What the task requires
Please pull out each line of the data below that contains the word "handle" and copy those lines unchanged.

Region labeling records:
# # # # # # #
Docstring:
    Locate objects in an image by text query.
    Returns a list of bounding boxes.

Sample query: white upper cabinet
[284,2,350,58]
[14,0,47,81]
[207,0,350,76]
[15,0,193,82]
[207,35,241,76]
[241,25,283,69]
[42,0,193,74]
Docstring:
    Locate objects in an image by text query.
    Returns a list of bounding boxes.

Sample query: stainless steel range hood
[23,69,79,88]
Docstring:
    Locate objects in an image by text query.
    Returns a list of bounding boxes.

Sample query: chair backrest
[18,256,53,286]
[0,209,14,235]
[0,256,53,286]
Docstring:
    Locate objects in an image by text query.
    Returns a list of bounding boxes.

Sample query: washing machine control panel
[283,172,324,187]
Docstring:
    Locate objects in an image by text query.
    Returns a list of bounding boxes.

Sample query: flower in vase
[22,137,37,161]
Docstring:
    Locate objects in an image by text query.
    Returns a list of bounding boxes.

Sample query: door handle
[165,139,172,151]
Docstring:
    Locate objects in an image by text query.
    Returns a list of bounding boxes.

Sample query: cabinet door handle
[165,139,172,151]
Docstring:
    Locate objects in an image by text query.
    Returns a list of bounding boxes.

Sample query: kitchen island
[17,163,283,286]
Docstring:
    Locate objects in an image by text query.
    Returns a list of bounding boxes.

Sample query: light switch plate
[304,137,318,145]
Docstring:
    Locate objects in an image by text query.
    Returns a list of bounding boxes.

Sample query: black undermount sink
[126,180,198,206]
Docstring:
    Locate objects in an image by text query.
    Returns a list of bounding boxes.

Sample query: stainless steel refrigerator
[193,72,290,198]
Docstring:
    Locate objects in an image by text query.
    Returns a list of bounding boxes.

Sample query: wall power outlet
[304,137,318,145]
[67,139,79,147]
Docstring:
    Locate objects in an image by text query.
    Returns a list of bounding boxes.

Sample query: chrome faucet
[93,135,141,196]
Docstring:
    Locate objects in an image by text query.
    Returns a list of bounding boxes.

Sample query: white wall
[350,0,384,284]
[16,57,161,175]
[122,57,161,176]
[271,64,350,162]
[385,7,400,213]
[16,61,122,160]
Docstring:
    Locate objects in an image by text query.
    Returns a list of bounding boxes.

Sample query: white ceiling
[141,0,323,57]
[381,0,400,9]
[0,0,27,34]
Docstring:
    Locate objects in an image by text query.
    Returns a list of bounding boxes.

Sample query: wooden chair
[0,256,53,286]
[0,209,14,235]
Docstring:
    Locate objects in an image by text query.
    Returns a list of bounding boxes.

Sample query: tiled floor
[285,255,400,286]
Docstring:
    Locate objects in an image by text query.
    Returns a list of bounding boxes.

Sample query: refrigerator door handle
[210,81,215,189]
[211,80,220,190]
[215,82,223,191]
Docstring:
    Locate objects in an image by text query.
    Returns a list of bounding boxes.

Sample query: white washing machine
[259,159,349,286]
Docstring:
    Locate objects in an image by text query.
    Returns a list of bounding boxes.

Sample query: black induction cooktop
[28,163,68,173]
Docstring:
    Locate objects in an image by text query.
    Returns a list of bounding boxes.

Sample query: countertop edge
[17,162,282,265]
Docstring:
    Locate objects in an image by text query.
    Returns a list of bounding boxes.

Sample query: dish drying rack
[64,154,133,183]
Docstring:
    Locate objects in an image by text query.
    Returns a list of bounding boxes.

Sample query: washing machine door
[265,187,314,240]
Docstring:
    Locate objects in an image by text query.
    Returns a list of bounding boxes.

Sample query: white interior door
# # # # # # #
Full answer
Sample query: door handle
Sample query: cabinet door handle
Sample query: refrigerator door handle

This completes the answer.